> [Task brief] Show each line of the items below that contains the word "baseboard". Case must match.

> [Input]
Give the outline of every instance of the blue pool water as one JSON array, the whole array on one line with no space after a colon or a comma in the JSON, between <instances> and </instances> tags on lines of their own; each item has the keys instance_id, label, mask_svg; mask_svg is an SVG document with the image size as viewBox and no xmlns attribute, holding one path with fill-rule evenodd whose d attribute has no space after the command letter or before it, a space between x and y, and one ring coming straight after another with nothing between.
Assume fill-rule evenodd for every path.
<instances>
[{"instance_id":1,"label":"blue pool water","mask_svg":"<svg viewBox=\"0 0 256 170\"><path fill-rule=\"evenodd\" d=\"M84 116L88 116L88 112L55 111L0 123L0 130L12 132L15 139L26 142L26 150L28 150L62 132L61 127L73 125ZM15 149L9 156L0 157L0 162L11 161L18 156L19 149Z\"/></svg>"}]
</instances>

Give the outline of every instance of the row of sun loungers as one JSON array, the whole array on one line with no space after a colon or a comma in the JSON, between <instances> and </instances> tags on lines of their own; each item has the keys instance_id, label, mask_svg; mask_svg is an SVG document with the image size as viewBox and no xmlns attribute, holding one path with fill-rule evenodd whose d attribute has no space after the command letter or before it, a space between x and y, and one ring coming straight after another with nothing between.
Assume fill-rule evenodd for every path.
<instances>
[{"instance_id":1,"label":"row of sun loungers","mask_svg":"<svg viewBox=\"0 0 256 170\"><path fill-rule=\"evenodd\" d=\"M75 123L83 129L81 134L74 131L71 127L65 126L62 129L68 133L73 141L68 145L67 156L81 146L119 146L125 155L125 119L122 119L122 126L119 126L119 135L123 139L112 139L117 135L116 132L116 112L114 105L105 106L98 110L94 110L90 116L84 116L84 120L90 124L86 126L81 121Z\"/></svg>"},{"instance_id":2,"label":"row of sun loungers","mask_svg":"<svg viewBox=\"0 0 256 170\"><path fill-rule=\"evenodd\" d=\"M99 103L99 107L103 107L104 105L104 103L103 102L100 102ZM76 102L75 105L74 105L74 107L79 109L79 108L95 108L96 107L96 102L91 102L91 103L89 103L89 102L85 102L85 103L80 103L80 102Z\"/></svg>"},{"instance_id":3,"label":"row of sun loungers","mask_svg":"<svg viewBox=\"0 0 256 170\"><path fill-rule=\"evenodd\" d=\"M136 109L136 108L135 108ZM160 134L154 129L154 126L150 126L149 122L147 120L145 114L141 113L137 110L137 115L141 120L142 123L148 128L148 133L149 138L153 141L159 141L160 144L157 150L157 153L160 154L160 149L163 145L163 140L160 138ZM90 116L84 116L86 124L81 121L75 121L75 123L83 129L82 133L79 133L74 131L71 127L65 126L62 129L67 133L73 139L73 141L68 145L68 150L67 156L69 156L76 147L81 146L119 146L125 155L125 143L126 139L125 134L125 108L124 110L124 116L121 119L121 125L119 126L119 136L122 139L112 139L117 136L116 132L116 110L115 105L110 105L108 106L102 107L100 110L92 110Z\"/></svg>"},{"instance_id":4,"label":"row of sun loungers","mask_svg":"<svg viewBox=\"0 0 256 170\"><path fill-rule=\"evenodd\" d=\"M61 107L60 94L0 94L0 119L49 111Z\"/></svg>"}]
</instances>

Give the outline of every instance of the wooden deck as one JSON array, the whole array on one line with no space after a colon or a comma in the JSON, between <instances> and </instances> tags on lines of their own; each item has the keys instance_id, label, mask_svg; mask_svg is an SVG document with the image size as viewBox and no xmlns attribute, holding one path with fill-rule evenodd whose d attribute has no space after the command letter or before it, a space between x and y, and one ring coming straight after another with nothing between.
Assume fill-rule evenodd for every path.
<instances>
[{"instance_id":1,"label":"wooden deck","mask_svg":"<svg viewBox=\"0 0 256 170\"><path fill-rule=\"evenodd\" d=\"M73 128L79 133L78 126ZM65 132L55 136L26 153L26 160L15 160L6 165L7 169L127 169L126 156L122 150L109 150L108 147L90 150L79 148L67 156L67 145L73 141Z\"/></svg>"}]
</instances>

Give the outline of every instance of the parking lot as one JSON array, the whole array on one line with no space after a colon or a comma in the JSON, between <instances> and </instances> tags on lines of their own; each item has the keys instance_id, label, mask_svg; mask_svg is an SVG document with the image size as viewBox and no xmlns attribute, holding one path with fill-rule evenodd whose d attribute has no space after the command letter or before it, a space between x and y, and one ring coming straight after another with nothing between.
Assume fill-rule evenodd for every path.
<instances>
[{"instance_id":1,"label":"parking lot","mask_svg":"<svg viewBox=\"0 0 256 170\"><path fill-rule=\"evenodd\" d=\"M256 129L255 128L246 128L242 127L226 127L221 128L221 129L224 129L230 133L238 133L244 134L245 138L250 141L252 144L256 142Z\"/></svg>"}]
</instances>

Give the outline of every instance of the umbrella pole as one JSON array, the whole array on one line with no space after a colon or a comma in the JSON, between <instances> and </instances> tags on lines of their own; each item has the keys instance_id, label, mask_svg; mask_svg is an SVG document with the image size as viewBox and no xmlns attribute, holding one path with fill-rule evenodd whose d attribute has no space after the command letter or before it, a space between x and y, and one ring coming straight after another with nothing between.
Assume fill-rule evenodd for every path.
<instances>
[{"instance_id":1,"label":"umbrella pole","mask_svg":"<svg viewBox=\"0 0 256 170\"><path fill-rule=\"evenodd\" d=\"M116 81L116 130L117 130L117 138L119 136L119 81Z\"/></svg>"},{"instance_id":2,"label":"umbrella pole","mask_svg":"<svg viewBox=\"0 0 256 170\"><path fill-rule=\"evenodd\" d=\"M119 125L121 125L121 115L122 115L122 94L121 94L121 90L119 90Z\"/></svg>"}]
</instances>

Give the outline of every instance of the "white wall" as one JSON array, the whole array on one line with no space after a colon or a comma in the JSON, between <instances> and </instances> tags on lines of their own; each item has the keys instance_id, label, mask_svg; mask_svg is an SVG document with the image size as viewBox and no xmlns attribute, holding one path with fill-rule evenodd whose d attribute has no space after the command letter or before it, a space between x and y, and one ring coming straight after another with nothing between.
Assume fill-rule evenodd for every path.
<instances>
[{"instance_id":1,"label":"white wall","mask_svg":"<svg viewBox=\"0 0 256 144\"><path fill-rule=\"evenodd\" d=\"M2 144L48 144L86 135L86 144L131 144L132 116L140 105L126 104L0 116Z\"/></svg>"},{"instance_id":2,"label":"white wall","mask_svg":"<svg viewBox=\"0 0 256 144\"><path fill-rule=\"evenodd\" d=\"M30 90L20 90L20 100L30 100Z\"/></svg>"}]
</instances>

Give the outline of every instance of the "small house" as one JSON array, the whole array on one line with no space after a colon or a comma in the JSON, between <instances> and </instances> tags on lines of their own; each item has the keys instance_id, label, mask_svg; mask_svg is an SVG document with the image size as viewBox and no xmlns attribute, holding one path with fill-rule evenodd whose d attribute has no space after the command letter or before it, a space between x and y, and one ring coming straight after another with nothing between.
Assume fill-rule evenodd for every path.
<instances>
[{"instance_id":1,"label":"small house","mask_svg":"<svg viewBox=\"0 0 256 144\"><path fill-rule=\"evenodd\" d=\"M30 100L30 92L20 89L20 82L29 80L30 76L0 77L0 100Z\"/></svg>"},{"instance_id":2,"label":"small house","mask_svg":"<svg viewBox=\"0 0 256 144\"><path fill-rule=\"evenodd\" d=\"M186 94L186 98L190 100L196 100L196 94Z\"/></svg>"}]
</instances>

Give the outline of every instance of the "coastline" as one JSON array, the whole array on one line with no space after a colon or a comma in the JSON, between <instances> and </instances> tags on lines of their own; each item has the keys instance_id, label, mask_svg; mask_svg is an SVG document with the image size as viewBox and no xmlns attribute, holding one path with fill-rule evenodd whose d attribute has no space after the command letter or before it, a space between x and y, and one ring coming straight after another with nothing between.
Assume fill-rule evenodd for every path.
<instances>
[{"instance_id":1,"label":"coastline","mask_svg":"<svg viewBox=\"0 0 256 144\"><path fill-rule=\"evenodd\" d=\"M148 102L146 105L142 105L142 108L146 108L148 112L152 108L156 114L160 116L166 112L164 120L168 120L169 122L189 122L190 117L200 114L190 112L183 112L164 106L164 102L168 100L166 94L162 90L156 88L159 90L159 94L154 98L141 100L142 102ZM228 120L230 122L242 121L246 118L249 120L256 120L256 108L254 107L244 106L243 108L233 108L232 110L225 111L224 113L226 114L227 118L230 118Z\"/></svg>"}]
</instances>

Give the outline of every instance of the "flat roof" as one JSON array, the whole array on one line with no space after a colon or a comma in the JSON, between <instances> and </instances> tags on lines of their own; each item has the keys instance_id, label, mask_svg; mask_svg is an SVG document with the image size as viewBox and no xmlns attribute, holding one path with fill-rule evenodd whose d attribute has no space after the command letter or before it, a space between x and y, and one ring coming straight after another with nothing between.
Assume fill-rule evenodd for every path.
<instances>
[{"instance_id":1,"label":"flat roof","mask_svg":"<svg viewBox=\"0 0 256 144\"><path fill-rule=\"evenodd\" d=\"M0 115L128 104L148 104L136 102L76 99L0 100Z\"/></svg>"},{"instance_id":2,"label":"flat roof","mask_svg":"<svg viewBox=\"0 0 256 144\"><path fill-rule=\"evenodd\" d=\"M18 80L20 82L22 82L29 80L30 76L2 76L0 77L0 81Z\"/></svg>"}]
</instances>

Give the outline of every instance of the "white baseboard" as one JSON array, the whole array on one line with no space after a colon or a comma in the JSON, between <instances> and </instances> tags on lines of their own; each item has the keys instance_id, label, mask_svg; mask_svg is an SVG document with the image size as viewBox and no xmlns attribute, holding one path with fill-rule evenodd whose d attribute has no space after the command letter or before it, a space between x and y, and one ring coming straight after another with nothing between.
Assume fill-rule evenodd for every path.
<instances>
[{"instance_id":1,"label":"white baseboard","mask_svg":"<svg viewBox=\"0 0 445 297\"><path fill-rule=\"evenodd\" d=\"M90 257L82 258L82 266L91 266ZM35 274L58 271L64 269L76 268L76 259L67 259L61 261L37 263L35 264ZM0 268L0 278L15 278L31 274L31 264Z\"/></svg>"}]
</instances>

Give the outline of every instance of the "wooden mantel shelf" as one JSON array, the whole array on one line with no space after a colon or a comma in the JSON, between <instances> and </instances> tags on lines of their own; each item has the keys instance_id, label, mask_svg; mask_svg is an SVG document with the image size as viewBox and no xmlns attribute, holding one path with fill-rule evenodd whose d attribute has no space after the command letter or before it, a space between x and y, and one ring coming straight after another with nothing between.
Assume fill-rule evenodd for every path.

> [Result of this task]
Give the outline of every instance of the "white baseboard" as one JSON array, the whole array on one line with no space after a colon or a comma in the JSON, between <instances> and </instances> tags on lines of their own; each item has the keys instance_id, label, mask_svg; mask_svg is an SVG document with the image size as viewBox and no xmlns attribute, holding one path with fill-rule evenodd whose d attribute has no space after the command letter or before it, a space between x and y, and one ring coming straight after another with nothing between.
[{"instance_id":1,"label":"white baseboard","mask_svg":"<svg viewBox=\"0 0 445 297\"><path fill-rule=\"evenodd\" d=\"M90 257L82 258L82 266L91 266ZM35 274L58 271L64 269L76 268L76 259L67 259L61 261L37 263L35 264ZM0 268L0 278L15 278L31 274L31 264Z\"/></svg>"}]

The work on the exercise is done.